Working data:
************

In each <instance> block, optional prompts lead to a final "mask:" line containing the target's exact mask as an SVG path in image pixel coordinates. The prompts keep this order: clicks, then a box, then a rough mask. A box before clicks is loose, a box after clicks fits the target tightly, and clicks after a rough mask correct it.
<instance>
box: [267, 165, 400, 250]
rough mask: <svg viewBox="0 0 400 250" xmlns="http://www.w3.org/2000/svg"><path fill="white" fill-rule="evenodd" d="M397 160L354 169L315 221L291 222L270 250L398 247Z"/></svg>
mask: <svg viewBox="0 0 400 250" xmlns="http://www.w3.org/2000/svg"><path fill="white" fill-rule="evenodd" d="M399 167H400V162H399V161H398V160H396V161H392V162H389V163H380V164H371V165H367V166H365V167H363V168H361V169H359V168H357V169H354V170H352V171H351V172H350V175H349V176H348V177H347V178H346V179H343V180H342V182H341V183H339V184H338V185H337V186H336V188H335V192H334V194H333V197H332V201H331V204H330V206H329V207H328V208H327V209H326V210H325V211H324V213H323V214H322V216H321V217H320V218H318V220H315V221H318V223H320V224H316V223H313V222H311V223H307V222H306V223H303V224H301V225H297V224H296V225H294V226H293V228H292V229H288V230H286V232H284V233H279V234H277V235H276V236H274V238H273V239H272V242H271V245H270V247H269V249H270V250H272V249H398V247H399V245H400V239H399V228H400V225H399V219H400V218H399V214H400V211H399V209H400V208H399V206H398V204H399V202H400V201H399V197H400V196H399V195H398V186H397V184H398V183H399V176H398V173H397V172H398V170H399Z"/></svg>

************

What the task requires: Reproduce every line of the material above exactly.

Written solution:
In each <instance> block, optional prompts lead to a final "mask:" line containing the target's exact mask as an SVG path in image pixel coordinates. The prompts keep this order: clicks, then a box, then a rough mask. A box before clicks is loose, a box after clicks fits the target tightly, and clicks after a rough mask correct it.
<instance>
box: [267, 165, 400, 250]
rough mask: <svg viewBox="0 0 400 250" xmlns="http://www.w3.org/2000/svg"><path fill="white" fill-rule="evenodd" d="M397 160L354 169L315 221L291 222L270 250L398 247Z"/></svg>
mask: <svg viewBox="0 0 400 250" xmlns="http://www.w3.org/2000/svg"><path fill="white" fill-rule="evenodd" d="M399 167H400V162H399V161H398V160H396V161H392V162H389V163H380V164H371V165H367V166H365V167H363V168H361V169H359V168H357V169H354V170H352V171H351V172H350V175H349V176H348V177H347V178H346V179H343V180H342V182H341V183H339V184H338V185H337V186H336V188H335V192H334V194H333V197H332V201H331V204H330V206H329V207H328V208H327V209H326V210H325V211H324V213H323V214H322V216H321V217H320V218H318V220H315V221H318V223H320V224H316V223H313V222H311V223H307V222H306V223H303V224H301V225H297V224H296V225H294V226H293V228H292V229H288V230H286V232H284V233H279V234H277V235H276V236H274V238H273V239H272V242H271V245H270V247H269V249H270V250H272V249H398V247H399V245H400V239H399V228H400V225H399V219H400V218H399V214H400V211H399V209H400V208H399V206H398V204H399V202H400V201H399V197H400V196H399V195H398V186H397V184H398V183H399V176H398V173H397V172H398V170H399Z"/></svg>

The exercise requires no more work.